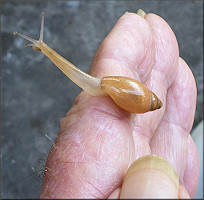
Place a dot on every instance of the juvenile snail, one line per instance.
(129, 94)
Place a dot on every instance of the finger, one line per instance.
(95, 146)
(128, 50)
(163, 73)
(150, 177)
(191, 174)
(171, 138)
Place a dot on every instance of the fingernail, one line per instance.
(150, 177)
(141, 13)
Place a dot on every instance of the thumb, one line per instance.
(150, 177)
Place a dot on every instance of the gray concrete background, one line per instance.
(36, 95)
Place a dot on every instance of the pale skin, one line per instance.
(98, 141)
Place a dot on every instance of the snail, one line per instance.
(129, 94)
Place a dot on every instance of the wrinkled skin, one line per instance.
(98, 141)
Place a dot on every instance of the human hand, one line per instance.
(98, 141)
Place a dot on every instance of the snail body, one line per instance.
(129, 94)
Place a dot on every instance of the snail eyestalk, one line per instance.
(88, 83)
(129, 94)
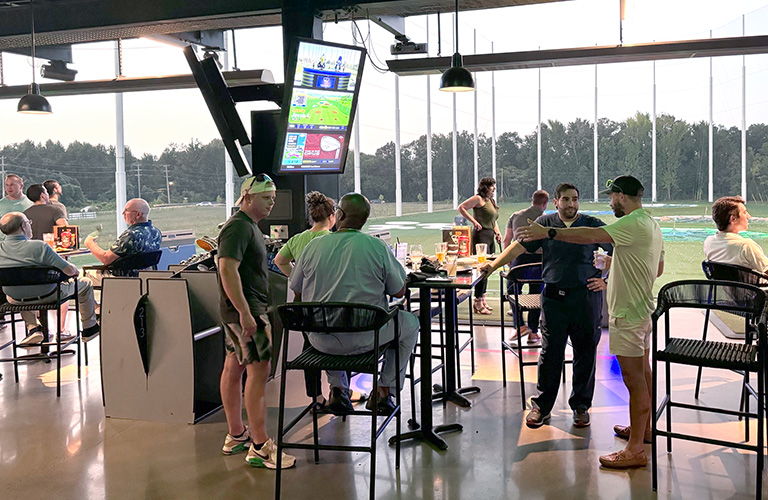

* **Task statement**
Write out all of the material above again, requests included, and adjust every coordinate in the answers by adding -149 to it. Leave the pictures out.

* **Solution to this exercise**
Place a dot on every instance of the juvenile snail, one line per instance.
(-20, -55)
Place a dot on every instance of the finger, one line per instance.
(-54, -3)
(-21, -99)
(14, -76)
(1, 28)
(42, 25)
(22, -11)
Place a dot on every instance of the fingernail, one line per instance.
(1, 28)
(-8, -136)
Place a dot on every instance of the thumb, one line per instance.
(1, 28)
Place a dot on every instance of the gray concrete background, one line per instance.
(-113, -54)
Place a dot on every instance of the pale skin, one line per instance.
(-51, -8)
Place a dot on every instance of the snail, one line per instance.
(-20, -55)
Place a dot on every instance of the wrinkled skin, one line per instance.
(-51, -8)
Place a dot on every instance of the human hand, one line per instance.
(-51, -8)
Place a dot on every instance of the snail body, one line per instance.
(-20, -55)
Place a dot on every instance of the snail eyestalk, one line per instance.
(-61, -66)
(-20, -55)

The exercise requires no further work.